- _Goal of the exercise_
Which lines below contain "shower"? Copy every one of them.

- _Saved entries_
──────────
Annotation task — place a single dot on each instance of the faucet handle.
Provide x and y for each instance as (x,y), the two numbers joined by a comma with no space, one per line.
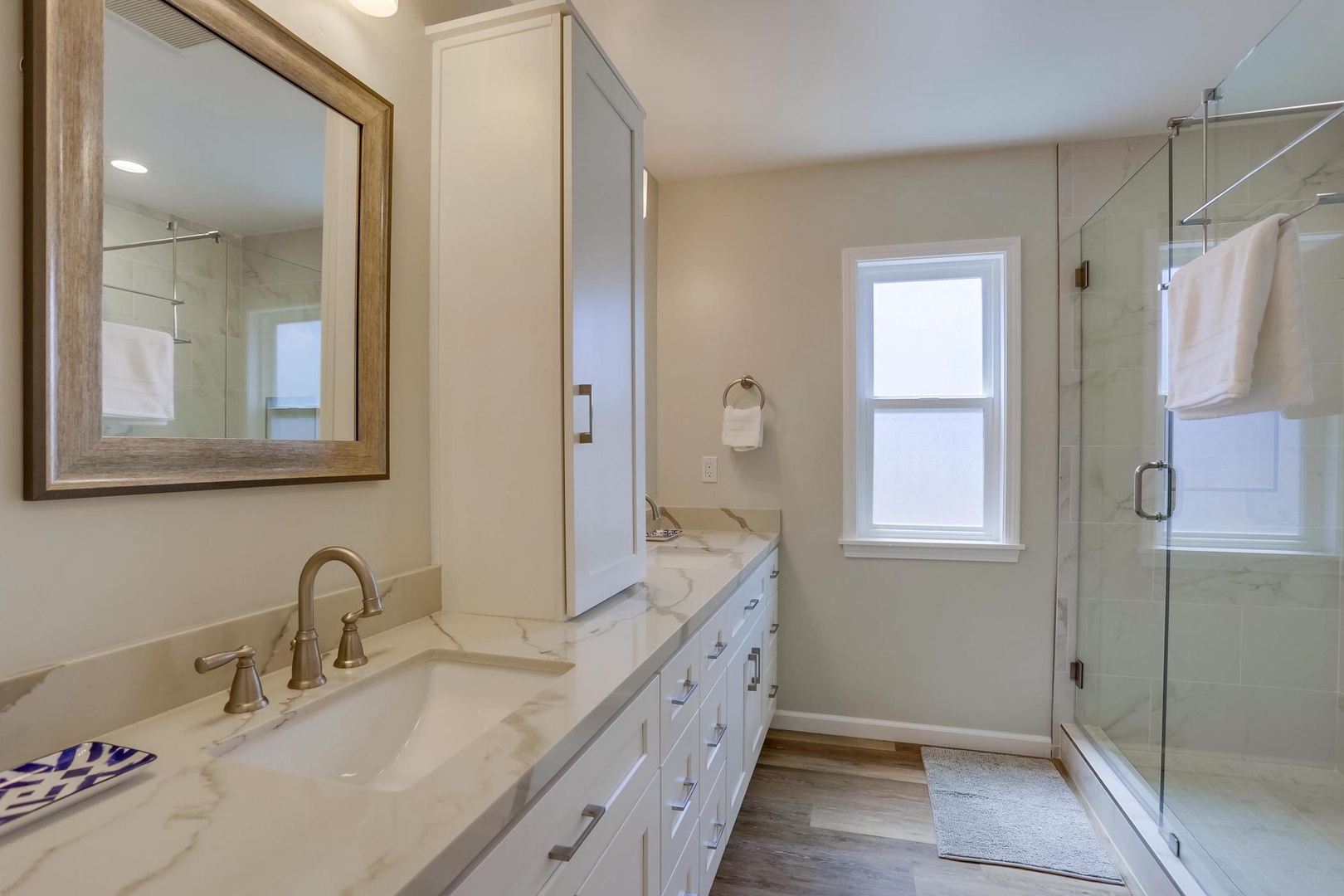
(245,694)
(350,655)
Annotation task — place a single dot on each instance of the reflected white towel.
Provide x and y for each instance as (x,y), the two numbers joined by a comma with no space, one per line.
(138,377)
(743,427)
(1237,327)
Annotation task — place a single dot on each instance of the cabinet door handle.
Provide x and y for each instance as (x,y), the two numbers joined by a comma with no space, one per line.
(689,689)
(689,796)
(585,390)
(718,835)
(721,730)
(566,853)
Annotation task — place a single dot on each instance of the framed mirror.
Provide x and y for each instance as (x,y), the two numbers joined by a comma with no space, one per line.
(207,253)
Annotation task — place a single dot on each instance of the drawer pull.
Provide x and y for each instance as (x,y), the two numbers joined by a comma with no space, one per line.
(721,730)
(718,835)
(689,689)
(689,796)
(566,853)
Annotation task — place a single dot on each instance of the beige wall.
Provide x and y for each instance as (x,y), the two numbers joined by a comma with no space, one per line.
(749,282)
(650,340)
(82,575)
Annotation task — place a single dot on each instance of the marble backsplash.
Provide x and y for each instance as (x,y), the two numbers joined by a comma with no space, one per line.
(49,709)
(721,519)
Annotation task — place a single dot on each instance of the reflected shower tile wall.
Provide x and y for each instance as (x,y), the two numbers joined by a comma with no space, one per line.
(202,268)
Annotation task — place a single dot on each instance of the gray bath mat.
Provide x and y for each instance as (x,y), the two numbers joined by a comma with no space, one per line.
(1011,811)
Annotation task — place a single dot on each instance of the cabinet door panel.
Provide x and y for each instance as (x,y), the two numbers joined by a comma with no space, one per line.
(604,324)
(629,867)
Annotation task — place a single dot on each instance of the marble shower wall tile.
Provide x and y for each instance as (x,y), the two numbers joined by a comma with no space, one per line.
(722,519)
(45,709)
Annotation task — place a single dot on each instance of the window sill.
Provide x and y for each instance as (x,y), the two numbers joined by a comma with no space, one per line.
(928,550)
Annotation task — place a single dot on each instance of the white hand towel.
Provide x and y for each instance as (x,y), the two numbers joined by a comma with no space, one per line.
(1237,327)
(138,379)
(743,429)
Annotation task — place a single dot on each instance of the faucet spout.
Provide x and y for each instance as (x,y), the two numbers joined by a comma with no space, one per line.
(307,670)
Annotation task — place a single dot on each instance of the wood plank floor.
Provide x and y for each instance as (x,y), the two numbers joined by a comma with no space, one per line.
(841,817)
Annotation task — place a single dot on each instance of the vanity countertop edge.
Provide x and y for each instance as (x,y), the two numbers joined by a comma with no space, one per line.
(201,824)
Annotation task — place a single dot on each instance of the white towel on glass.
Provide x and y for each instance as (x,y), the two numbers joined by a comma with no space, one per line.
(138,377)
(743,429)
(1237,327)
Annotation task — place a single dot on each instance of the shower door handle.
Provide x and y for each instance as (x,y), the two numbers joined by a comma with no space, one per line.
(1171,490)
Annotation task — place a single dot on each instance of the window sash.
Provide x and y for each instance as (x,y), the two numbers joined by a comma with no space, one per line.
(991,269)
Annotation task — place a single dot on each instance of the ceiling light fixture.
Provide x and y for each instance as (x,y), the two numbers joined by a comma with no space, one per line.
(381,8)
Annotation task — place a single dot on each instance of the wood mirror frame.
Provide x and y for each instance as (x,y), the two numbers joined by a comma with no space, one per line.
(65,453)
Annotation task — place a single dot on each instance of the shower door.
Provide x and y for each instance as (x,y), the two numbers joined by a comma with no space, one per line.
──────────
- _Answer box_
Annotation task — place a single dot on each instance of the reflected shower tile wall.
Annotation task — place a single dot on each instance of the marble shower wall tile.
Annotation task — place a single dot on each instance of the shower door handle.
Annotation task — place a single dot on each instance of the shower door.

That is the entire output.